**WORK TO COMPLETE**
In the listing below, locate every line containing the word "background" and copy each one. Case counts.

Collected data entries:
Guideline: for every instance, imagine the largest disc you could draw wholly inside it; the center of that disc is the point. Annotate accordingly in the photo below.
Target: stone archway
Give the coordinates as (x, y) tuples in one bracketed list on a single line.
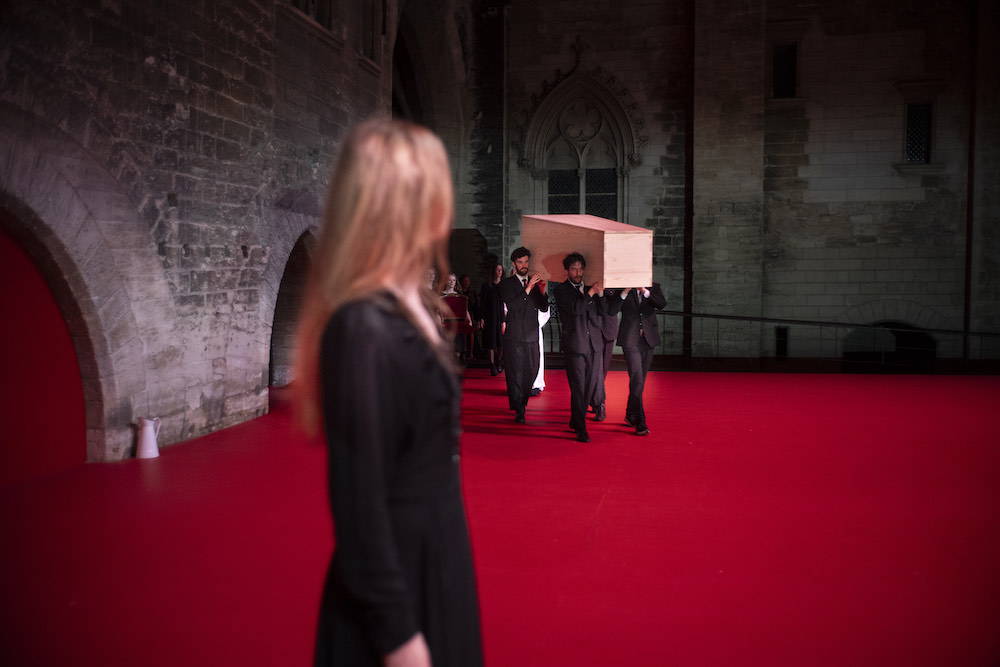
[(286, 311), (81, 231)]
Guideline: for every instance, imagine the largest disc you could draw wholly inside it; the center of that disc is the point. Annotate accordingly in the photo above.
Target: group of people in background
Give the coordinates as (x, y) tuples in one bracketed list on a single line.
[(514, 310), (379, 379)]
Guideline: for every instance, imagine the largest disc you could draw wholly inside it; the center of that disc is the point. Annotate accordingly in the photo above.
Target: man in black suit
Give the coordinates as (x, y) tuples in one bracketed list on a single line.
[(523, 297), (609, 332), (638, 336), (580, 311)]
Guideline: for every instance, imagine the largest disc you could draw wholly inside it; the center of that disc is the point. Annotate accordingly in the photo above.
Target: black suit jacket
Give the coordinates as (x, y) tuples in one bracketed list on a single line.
[(522, 309), (580, 316), (640, 316)]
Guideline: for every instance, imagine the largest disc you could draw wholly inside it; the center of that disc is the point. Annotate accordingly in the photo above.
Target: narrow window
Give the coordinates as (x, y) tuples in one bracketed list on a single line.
[(602, 193), (784, 69), (564, 192), (919, 121)]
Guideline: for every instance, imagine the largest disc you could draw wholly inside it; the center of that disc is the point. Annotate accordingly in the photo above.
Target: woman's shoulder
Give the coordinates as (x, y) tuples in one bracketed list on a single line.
[(370, 317)]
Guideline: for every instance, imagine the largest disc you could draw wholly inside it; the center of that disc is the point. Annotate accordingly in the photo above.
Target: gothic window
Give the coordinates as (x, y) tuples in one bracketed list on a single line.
[(579, 145), (582, 163), (784, 69), (919, 117)]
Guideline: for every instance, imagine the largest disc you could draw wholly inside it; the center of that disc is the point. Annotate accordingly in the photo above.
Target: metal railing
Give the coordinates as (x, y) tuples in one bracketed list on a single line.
[(823, 345)]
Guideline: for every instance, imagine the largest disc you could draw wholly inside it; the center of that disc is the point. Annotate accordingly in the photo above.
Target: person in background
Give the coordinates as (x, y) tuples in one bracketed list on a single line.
[(491, 318), (638, 336), (580, 310), (374, 372), (523, 296)]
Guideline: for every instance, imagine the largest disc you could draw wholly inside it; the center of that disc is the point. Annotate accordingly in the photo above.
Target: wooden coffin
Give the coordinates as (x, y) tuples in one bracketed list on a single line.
[(620, 255)]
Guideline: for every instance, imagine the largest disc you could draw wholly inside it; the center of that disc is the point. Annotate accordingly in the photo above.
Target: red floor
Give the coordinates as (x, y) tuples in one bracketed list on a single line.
[(768, 520)]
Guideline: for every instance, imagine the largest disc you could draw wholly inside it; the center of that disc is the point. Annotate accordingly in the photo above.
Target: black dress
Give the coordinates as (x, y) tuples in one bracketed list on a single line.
[(491, 312), (402, 561)]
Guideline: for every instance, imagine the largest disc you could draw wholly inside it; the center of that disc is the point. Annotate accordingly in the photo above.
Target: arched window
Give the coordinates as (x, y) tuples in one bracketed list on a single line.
[(579, 147)]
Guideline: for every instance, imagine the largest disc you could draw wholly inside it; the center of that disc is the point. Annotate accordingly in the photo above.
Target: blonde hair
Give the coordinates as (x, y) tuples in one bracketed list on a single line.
[(388, 215)]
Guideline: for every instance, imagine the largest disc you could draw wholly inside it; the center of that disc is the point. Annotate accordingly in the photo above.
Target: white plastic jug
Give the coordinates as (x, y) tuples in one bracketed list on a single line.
[(148, 430)]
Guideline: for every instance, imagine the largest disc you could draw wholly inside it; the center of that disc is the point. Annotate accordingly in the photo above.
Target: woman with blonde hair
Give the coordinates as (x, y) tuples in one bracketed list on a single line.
[(374, 372)]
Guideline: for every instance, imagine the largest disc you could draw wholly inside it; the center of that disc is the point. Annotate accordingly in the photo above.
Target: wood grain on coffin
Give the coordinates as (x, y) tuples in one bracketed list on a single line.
[(618, 254)]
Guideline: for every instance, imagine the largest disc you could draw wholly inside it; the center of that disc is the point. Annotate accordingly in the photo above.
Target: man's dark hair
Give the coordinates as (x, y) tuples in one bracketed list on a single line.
[(572, 258), (519, 253)]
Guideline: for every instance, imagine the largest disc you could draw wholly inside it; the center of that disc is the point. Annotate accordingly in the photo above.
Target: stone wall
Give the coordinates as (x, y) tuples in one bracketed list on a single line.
[(854, 234), (168, 157), (637, 61)]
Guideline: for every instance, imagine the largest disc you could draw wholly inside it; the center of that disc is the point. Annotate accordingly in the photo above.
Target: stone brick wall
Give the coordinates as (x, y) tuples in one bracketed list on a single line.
[(852, 231), (640, 58), (728, 174), (169, 156), (985, 270)]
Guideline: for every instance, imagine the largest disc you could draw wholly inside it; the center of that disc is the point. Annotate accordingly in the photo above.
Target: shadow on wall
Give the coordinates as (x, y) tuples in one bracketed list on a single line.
[(286, 312)]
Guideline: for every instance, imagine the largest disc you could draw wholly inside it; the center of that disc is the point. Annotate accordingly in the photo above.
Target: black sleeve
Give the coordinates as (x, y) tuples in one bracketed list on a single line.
[(656, 296), (357, 397)]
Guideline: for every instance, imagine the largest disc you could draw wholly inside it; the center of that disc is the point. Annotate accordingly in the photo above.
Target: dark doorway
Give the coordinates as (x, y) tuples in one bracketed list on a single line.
[(889, 347)]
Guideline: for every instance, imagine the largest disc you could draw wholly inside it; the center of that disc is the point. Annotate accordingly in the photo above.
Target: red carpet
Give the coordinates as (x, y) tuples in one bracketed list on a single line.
[(768, 520)]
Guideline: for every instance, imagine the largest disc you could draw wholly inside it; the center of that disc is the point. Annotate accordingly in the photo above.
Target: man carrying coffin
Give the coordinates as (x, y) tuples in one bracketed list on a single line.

**EXPECTED OUTPUT**
Target: group of people in background
Target: person in background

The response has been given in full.